## start
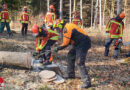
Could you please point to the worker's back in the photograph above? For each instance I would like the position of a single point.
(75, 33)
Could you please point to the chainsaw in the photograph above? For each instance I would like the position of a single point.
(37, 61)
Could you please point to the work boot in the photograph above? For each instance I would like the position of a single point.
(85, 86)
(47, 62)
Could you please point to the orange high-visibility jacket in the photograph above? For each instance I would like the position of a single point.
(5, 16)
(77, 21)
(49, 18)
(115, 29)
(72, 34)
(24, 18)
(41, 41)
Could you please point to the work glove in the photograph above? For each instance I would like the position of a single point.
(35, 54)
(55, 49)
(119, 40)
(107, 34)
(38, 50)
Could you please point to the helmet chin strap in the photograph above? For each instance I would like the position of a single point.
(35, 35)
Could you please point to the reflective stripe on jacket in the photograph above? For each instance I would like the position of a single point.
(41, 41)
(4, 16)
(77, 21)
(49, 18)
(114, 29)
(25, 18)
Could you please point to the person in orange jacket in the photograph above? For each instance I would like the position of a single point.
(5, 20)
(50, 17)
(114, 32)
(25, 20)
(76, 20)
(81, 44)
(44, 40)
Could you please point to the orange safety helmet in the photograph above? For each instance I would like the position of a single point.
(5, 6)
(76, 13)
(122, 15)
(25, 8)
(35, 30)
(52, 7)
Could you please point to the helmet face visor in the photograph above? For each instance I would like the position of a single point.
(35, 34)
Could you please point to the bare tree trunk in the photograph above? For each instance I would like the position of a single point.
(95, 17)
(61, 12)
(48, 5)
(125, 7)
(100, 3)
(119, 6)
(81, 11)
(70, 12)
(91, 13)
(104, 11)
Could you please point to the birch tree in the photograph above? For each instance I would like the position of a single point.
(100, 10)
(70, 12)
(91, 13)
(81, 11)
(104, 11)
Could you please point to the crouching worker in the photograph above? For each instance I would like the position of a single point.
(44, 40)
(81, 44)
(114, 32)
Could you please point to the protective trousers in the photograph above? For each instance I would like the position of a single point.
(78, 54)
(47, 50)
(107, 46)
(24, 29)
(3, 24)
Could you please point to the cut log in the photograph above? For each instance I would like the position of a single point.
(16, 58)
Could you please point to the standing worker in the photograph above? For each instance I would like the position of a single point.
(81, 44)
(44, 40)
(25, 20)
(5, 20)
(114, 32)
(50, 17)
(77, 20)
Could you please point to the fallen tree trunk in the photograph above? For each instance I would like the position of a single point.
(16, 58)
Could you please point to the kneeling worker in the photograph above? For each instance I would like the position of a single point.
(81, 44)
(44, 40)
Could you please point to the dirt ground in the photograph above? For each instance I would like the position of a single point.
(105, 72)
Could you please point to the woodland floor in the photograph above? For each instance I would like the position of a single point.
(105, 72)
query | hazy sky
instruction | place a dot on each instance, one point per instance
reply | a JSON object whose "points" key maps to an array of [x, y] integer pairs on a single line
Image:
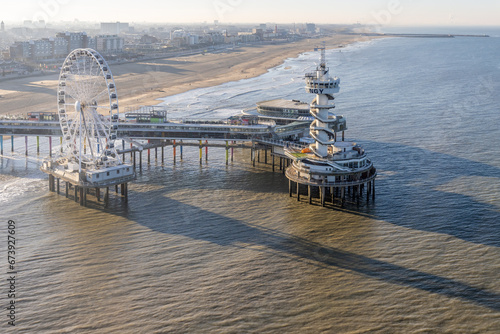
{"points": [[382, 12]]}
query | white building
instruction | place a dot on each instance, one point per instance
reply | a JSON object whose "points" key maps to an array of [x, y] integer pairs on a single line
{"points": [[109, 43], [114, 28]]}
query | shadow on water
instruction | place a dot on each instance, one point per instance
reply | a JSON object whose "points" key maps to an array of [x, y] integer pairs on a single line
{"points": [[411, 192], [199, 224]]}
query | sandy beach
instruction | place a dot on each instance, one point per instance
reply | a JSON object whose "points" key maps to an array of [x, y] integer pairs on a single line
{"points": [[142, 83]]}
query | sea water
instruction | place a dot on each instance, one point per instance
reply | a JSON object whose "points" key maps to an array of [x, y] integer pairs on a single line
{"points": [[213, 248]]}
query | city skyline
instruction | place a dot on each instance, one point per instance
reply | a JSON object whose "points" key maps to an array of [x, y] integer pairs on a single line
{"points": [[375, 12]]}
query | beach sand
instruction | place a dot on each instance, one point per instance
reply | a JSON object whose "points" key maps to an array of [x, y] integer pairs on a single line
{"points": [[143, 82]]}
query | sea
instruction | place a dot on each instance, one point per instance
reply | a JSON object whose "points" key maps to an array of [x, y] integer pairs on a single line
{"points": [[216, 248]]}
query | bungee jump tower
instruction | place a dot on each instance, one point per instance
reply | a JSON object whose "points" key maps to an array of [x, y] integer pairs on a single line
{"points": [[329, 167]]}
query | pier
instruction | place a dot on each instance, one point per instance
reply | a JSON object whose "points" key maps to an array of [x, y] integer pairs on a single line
## end
§ **TASK**
Rewrite all of the data above with every "photograph" swapped for "image", changing nothing else. Leave the pictures out.

§ **SOLUTION TO THIS TASK**
Could you please point to the worker's back in the image above? For each instance I would like the position of a single point.
(75, 33)
Could you please point to the chainsaw in the image above? For each instance I would like the position of a single point.
(37, 61)
Could you please point to the work boot in the image above? For each instance I would like the position of a single point.
(85, 86)
(47, 62)
Could you please point to the orange high-visibility jacket in the image above? For each instance I would like the position of a single point.
(5, 16)
(77, 21)
(49, 18)
(115, 29)
(72, 34)
(24, 18)
(41, 41)
Could you please point to the work glove in the image above? For each instance I would like the position of a single point.
(35, 54)
(55, 49)
(119, 40)
(107, 34)
(38, 50)
Could you please point to the helmet chin strap in the image above? For each instance I would like the position of a single point.
(35, 35)
Could you please point to the reflective stripe on jacket in the image above? For each instance I would like the position of a single point.
(41, 41)
(4, 16)
(77, 21)
(49, 18)
(114, 29)
(25, 18)
Could you please point to the person in orange jacket in the image above? For each instance I would like the position of a single point.
(5, 20)
(50, 17)
(114, 32)
(25, 20)
(76, 20)
(81, 44)
(44, 40)
Could you please point to the orange safety helmet in the image above? For each instance I would like the position of a single point.
(5, 6)
(76, 13)
(122, 15)
(25, 8)
(35, 30)
(52, 7)
Could you please point to the helmet face visor in the image above? For each instance I would like the position of a single point.
(35, 34)
Could you please point to the bare tree trunk in the image above? For each instance I would like the position of a single point.
(95, 17)
(61, 12)
(48, 5)
(125, 7)
(100, 3)
(119, 6)
(81, 11)
(70, 12)
(91, 13)
(104, 11)
Could you please point to the birch tree in the image above? For each instance I would like the position of a single point.
(100, 10)
(70, 12)
(91, 13)
(81, 11)
(104, 11)
Could you please point to the crouching worker in the image above? For each instance I would like the position of a single point.
(44, 40)
(81, 44)
(114, 32)
Could you please point to the protective trousers in the image above? For each instance I would like the position of a single point.
(78, 54)
(47, 50)
(107, 46)
(24, 29)
(3, 24)
Could you please point to the cut log in the image above? For each instance I would like the position of a single point.
(16, 58)
Could you please point to the standing worker in the image above? For each instance I would like the position of a single point.
(81, 44)
(44, 40)
(25, 20)
(5, 20)
(114, 32)
(50, 17)
(77, 20)
Could you please point to the fallen tree trunk in the image above? For each instance I would like the position of a single point.
(16, 58)
Could you please point to the kneeling worker in the image above? For each instance I would like the position of a single point.
(81, 44)
(44, 40)
Could you please point to the dirt ground in the image above? For each instance I would like the position of a single point.
(105, 72)
Could you please point to the woodland floor in the image above? For each instance I would like the position of a single point.
(105, 72)
query | hazy sky
instruction | place a dot on each instance, one point per instance
reply | a JSON object whose "points" key maps to an array of [x, y] integer pairs on a single line
Image:
{"points": [[382, 12]]}
query | white building
instruction | place a dot on each instance, one point per instance
reply | a JSON object whose "points" key maps to an array of [x, y] integer pairs on a single line
{"points": [[109, 43], [114, 28]]}
query | shadow on water
instruction | place a dot on each instance, one point per instance
reply | a JSON object whose "points" key maps to an array of [x, y] integer pairs on a single line
{"points": [[411, 192], [199, 224]]}
query | sandy beach
instruction | place a dot on each instance, one point per instance
reply | a JSON object whose "points" key maps to an array of [x, y] integer pairs on a single line
{"points": [[142, 83]]}
query | sea water
instruction | place a dot on each instance, one point per instance
reply | a JSON object whose "points" key maps to an array of [x, y] integer pairs on a single line
{"points": [[213, 248]]}
query | city skyline
instruction | place a dot on each instance, one point per instance
reply | a JSON object whose "points" key maps to an array of [x, y] integer pairs on a single line
{"points": [[375, 12]]}
query | beach sand
instruction | place a dot on each instance, one point per instance
reply | a JSON object whose "points" key maps to an array of [x, y] integer pairs on a single line
{"points": [[143, 82]]}
query | sea
instruction | place a dot on each instance, one point per instance
reply | a JSON object whose "points" key maps to an array of [x, y] integer pairs on a single line
{"points": [[216, 248]]}
query | bungee jump tower
instruction | place a dot on each instance, one point per instance
reply | a JSON object whose "points" key maps to an array of [x, y] integer pairs on a single line
{"points": [[329, 167]]}
query | pier
instruction | place a dot on each instance, one point per instance
reply | a JSON object whose "points" key maps to an array of [x, y] integer pairs on a single line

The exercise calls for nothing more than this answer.